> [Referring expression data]
═══

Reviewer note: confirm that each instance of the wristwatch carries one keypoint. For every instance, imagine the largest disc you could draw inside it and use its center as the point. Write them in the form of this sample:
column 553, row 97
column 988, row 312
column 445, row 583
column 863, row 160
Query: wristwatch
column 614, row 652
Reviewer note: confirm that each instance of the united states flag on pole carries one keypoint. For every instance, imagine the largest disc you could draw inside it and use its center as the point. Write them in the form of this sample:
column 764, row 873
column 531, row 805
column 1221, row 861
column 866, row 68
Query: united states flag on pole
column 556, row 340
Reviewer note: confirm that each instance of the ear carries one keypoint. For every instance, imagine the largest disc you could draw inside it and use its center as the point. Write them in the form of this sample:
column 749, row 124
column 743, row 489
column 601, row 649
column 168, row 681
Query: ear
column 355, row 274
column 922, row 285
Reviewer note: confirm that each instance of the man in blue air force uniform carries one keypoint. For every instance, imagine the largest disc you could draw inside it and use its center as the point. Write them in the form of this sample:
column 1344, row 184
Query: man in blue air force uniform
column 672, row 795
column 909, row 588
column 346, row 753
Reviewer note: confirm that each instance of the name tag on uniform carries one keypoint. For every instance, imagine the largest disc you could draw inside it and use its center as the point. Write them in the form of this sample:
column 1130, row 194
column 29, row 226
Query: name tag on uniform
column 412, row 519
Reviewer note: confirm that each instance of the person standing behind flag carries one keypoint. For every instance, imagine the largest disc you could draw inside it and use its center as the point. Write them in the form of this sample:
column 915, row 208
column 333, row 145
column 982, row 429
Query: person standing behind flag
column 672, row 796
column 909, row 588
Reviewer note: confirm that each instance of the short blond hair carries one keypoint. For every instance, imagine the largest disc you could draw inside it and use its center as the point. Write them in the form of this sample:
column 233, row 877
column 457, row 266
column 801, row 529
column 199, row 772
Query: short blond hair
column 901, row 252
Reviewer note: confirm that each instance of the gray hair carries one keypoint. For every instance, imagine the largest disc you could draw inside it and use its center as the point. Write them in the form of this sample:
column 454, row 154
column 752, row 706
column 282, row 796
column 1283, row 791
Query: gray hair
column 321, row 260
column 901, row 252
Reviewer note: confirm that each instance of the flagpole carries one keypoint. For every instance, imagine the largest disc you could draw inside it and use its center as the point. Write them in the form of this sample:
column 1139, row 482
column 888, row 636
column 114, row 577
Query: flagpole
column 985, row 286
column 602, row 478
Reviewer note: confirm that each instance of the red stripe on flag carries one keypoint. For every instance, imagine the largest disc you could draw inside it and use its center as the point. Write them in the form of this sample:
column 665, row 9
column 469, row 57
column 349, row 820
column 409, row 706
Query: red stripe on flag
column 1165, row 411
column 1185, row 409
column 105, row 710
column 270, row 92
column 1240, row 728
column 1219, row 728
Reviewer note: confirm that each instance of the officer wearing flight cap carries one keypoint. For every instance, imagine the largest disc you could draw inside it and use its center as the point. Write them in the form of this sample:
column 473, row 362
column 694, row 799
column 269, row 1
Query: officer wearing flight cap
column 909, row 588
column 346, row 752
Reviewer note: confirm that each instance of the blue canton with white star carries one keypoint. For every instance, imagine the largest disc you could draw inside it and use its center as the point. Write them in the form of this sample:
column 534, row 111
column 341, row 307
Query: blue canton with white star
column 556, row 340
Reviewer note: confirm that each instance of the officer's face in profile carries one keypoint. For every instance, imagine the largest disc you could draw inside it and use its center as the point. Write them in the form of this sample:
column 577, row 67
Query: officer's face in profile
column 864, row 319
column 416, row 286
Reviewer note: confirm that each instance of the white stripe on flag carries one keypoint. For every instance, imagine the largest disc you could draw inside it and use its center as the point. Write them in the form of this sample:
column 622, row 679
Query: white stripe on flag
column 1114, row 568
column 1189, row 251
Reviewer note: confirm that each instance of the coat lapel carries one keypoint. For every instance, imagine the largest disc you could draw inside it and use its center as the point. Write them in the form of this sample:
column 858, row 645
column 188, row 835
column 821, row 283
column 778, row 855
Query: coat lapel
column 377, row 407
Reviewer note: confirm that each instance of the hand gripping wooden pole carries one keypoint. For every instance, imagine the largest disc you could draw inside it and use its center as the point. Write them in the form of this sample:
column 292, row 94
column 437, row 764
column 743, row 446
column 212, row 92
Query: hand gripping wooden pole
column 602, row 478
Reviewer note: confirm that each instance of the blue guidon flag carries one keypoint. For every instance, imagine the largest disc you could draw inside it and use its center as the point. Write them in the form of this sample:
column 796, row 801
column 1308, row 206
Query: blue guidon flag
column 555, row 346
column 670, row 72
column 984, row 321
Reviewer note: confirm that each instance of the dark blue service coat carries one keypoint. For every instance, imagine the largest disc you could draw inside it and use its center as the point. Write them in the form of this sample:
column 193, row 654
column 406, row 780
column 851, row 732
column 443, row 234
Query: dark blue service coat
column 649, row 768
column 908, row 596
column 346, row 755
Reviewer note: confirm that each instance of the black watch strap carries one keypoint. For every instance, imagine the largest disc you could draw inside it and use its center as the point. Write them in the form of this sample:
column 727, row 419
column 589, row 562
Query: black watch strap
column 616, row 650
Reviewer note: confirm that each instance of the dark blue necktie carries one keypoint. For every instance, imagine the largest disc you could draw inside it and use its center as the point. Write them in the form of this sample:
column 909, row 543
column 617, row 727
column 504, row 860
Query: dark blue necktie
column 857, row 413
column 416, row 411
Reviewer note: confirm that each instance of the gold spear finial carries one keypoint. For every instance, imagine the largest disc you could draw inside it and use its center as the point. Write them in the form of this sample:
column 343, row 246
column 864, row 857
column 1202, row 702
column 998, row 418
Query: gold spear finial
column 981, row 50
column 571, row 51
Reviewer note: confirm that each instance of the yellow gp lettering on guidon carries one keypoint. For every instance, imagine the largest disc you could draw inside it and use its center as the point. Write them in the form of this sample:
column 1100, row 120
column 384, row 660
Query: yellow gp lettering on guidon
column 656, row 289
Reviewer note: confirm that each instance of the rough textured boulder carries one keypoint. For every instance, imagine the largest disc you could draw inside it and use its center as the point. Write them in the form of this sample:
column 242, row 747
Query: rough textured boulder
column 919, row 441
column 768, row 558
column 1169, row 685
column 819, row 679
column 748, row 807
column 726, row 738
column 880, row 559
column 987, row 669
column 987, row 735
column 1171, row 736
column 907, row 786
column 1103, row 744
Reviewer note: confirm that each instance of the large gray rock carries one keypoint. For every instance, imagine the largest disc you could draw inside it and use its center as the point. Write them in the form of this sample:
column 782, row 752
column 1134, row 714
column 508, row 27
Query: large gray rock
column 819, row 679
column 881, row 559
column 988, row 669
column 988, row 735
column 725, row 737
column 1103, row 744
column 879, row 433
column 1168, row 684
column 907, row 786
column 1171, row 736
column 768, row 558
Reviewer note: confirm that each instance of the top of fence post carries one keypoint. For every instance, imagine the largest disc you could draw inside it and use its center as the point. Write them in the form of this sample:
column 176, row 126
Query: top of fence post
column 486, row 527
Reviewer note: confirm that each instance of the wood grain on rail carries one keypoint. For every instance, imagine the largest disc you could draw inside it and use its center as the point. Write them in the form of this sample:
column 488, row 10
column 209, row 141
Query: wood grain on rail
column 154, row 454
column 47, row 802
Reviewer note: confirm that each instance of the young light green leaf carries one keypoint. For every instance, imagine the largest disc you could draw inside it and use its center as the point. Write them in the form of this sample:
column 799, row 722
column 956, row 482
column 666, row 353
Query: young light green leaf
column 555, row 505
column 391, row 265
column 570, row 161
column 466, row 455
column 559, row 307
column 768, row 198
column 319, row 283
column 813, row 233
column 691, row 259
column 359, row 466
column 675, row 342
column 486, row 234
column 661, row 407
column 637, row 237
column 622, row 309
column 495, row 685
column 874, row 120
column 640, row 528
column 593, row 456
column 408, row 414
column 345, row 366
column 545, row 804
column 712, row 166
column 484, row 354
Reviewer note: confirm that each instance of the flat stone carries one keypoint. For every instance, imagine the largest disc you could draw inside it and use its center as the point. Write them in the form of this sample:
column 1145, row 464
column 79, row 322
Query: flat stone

═══

> [Activity]
Reproduce the entries above exactly, but only the lines between the line holding "Query: black watch strap" and the line holding "column 998, row 418", inclusive.

> [Expected answer]
Query: black watch strap
column 616, row 650
Reviewer note: confirm that each instance of the dark blue necktie carries one keypoint. For every instance, imagine the largest disc you could draw inside it and use its center as the point. Write them in the form of this sample:
column 909, row 543
column 617, row 727
column 504, row 860
Query: dark blue necktie
column 857, row 413
column 416, row 411
Reviewer note: confirm that each instance of the gold spear finial carries one keypoint. For every instance, imagine the largest disc you could draw inside it and use its center as the point. Write them in the form of this sample:
column 343, row 246
column 864, row 857
column 1202, row 702
column 998, row 418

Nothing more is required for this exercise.